→ **所给文本**
北杏之会,管子事事将就。盖世乱已甚,王命久虚;齐初图霸,人心未集,若不将就,难保有成也。
宋桓、鲁庄,是一样没分晓人。宋桓来会,欲定位也。背会逃归,何足为定?况齐奉王命,纠合诸候,应为盟主。已乃新立,方赖会以定位,而遽欲处尊,可笑甚矣!鲁庄忘父之仇,屡与齐襄共事,不义之举,无不从兵。今齐桓以王命合诸侯,却反不来会,行止颠倒,情性乖张。究竟胸中却全无成见,只是没分晓耳。
凡有位而求在下之人才常易,在下而求见知于有位常难,其势然也。宁戚虽贤,使非管子先察其不凡,而劳以酒食,牧牛贱竖何由而通于相君哉?故在上者不留意收罗,而曰人才难得,吾不信也。
管子生平,即识荐宁戚一节,其贤真不可及。以相国之尊,邀国君之宠,握全齐之政,抱不世之才,而于驰驱道路、车尘马迹之间,乃留心一饭牛之牧竖,是何等胸襟?是何等识见?是何等度量?昔人有诗云:“贵人昔未贵,咸愿顾寒微。及自登枢要,何曾问布衣?”予每阅之,不禁三叹。

→ **待解问题**
- 1) 按首次出现的先后,列出关于北杏之会的这段评论中提到的全部人名。
- 2) 续写这段评说北杏之会与管子荐宁戚的文字,从最后一句之后写起。

→ **给定数据**

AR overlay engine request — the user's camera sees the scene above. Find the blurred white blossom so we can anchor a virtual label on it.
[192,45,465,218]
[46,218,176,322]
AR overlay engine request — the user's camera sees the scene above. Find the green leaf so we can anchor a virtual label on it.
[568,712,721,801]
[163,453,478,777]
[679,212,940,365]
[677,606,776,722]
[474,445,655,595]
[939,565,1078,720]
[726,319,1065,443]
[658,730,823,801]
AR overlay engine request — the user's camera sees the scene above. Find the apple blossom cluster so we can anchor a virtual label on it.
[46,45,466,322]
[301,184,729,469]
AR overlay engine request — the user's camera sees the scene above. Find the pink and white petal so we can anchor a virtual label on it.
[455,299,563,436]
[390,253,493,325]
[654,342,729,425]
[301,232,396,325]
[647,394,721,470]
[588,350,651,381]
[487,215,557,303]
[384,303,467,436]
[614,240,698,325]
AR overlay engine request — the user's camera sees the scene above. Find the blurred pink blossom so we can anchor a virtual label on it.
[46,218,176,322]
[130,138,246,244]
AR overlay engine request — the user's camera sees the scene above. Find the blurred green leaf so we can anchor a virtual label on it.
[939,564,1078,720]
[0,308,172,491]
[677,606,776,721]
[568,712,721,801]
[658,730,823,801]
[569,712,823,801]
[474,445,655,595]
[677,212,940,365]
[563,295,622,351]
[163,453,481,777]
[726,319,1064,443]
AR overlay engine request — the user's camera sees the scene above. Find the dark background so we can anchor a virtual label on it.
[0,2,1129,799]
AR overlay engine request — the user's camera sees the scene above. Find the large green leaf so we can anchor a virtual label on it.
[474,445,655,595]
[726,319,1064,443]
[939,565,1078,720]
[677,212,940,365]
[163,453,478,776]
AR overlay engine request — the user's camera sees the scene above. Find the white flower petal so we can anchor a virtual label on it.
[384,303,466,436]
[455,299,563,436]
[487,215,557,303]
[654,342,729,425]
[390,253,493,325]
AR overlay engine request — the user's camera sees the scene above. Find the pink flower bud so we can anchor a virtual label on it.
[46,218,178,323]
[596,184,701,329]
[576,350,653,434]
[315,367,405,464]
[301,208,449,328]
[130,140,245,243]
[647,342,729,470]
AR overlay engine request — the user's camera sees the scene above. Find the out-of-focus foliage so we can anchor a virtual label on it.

→ **练习结果**
- 1) 管子、宋桓、鲁庄、齐襄、齐桓、宁戚

- 2)
管仲既识宁戚,便当载以自随,俟君至而面荐。否则亦当作书,遣使荐之于君。乃计不出此,而作书使其自投,吾所不解。若其非贤,原不足用,不荐可也;既以为贤而荐之矣,乃使之自言求售,启人君轻贤之心,而伤贤者进身之体,此管子识见不到处也。幸为隰朋谏阻,桓公怒平,遂得君臣际遇耳。使当时竟以语言挺撞之故,而设有不虞,管子误贤之过,其何以自解乎?
观宁戚之于桓公,贤者之不苟于进身如此。用人者欲识人品之高下,但须观其进身之初,则已思过半矣。
举火爵宁戚,足见齐桓之豁达大度,用贤不疑,所以成霸之根本也。汉高以匹夫而得天下,亦不过是此等身分耳。
第十九回
齐桓图霸之大题目,专在尊周。楚人恃其强大,吞噬汉阳,与周为敌。是不攘楚,周室不可得而尊也。图霸之第一着,在奉王命以合诸侯。楚人僭号,地大兵强,抗拒王命。是不攘楚,诸侯不可得而合也。是攘楚一事,实为图霸之枢纽。然第一着,不先攘楚者,孤立无辅,兵力不足故也;既经会盟,已有其基。而从齐至楚,郑为要道,若不服郑,则楚不可得而攘。是服郑者,又攘楚之枢纽也。而郑为强国,地险兵精,又与楚党,缓急有恃,是不得其隙,郑不可得而服也。郑不可服,则楚不可攘;楚不可攘,则周不可得而尊,而霸业遂不可得,而就前此之经营,均为虚耗心力矣。今而知郑乃可服矣,郑国有隙故也。郑国之隙安在?故君子突在栎故也。郑突何由而在栎?祭足、高渠弥弑君逐君,而立子仪故也。臣逐君而弟篡位,讨逆而复其故君,盟主之事也。因其故君与其国人而用之,则我之为力省。人急于得国,而我助之,则其德我也必深,事半而功倍,其是之谓矣。德我深,则其从我也必固。郑既从我,而楚乃可得而攘矣。楚可得攘,而周室乃可得而尊,霸业可得而成矣。譬如弈棋,,布局者管子,而下要子者则宁戚也。宁戚之功,顾不伟欤!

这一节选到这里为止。